── Records for the exercise
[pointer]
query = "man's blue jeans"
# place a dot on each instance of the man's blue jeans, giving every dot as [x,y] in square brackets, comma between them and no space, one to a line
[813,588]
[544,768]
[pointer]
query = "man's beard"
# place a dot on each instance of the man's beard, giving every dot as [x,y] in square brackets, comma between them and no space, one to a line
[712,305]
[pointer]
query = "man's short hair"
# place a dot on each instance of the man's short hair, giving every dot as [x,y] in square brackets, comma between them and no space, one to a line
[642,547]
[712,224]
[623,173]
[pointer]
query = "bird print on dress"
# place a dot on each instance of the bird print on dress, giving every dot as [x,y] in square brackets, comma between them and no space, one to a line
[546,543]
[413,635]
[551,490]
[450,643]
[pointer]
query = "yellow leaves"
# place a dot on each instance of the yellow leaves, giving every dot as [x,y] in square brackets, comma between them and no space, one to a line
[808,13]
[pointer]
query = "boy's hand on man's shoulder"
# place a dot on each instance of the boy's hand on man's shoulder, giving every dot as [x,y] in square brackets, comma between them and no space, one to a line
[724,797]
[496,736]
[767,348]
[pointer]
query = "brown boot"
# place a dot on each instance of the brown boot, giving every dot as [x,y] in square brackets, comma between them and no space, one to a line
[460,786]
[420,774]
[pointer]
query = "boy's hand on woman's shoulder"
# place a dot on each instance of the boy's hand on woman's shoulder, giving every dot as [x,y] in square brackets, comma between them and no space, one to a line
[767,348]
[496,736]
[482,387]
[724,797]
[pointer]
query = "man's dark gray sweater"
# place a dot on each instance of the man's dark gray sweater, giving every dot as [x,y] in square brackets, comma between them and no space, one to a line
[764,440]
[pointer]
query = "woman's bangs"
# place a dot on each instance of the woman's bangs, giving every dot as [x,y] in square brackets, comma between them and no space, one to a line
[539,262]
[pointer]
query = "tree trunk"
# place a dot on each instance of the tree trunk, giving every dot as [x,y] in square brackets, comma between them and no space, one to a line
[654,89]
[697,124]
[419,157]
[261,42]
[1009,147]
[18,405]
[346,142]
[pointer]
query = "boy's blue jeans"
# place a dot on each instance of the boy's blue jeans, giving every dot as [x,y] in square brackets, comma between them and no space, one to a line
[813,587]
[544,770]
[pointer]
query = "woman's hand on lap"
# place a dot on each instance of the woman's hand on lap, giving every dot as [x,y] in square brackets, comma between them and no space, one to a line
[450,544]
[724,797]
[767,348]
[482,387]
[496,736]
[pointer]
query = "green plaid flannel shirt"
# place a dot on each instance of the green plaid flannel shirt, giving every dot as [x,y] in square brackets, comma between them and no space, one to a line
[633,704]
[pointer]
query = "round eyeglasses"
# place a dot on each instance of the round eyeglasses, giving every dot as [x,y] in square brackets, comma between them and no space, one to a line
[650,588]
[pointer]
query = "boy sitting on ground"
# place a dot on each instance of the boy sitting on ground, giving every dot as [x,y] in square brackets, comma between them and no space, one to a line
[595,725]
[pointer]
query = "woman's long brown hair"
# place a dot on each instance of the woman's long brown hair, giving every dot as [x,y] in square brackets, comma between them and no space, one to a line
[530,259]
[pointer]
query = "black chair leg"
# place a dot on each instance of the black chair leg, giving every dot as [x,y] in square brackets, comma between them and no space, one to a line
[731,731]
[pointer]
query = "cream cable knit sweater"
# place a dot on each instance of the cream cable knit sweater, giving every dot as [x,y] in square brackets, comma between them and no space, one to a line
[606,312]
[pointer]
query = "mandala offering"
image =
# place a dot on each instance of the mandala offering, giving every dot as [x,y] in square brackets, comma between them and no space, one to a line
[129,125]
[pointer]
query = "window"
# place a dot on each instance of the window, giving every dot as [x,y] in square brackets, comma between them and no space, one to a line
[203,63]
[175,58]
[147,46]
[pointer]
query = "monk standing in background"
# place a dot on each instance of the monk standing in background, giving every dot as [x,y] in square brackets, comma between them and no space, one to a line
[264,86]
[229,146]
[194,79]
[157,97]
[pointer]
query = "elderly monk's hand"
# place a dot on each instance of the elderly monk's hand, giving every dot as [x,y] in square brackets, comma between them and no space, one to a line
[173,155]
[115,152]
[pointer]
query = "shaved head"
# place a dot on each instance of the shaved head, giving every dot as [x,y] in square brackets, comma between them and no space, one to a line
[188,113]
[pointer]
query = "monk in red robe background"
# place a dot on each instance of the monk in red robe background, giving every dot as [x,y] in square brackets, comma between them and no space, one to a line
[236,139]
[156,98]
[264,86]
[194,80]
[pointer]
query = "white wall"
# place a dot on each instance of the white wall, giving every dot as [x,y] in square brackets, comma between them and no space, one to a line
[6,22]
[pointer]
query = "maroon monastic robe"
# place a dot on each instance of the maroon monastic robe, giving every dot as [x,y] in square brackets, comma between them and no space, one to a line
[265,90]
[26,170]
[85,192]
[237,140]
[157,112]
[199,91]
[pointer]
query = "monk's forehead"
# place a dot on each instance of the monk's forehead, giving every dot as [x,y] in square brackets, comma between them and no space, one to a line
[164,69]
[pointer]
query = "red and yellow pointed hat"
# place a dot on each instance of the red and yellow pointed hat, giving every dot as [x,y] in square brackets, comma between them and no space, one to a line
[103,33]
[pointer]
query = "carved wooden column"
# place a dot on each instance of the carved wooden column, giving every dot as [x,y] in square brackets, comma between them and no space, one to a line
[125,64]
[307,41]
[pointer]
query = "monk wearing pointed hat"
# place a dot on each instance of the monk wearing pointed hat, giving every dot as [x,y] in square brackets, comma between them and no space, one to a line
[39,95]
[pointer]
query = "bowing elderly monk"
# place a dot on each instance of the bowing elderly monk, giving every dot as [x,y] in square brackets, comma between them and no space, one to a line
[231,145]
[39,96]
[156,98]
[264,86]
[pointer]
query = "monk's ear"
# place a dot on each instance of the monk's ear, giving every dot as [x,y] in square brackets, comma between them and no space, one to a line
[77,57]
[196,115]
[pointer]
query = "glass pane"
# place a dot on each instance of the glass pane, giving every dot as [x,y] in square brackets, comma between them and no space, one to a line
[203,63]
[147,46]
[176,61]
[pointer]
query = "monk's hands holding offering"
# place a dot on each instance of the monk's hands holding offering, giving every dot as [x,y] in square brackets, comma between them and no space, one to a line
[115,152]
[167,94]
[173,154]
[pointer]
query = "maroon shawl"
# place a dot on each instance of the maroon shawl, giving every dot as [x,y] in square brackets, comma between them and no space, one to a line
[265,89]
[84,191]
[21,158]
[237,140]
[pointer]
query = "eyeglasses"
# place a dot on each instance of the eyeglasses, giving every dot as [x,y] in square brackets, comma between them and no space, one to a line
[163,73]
────
── Records for the exercise
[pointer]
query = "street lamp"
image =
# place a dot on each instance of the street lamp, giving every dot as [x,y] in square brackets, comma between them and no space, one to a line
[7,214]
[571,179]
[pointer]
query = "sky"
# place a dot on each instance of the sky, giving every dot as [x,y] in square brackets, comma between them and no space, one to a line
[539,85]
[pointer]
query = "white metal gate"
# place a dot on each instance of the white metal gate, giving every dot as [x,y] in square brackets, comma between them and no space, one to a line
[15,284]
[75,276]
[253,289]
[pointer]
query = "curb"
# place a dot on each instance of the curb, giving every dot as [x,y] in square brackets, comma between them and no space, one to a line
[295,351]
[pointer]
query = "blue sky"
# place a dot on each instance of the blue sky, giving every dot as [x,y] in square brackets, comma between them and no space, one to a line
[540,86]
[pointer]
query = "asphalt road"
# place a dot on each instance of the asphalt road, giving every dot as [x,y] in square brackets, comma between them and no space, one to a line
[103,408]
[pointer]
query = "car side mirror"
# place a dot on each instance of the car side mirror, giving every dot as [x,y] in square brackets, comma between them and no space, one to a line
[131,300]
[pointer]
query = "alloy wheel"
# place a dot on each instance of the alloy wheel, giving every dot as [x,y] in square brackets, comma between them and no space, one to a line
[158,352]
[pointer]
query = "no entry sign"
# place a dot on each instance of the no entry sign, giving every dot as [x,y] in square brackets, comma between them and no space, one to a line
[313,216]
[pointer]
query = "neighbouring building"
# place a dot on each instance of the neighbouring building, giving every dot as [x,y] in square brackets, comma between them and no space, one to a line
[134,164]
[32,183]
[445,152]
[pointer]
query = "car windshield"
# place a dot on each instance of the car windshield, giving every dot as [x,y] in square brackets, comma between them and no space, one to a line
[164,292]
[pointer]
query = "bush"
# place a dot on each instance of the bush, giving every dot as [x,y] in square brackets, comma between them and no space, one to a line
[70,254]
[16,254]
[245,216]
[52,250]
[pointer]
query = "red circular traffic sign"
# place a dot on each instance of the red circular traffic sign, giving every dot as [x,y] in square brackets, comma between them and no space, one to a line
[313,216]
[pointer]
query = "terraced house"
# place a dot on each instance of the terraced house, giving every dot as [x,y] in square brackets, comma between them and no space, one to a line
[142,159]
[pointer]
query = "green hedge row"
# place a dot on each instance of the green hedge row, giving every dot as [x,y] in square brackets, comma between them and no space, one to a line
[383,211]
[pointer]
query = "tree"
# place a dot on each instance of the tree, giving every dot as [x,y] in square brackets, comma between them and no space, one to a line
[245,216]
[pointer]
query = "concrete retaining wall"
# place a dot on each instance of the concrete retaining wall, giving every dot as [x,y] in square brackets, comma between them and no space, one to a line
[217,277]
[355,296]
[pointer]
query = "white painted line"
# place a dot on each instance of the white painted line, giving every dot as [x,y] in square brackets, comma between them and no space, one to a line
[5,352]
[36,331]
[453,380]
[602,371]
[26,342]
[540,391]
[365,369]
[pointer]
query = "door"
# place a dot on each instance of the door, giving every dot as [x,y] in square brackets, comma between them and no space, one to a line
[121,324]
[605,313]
────
◆ **Requirement**: Count the lines in the entries above that contain the string "eyeglasses", and reply with that number alone.

◆ **The response**: 4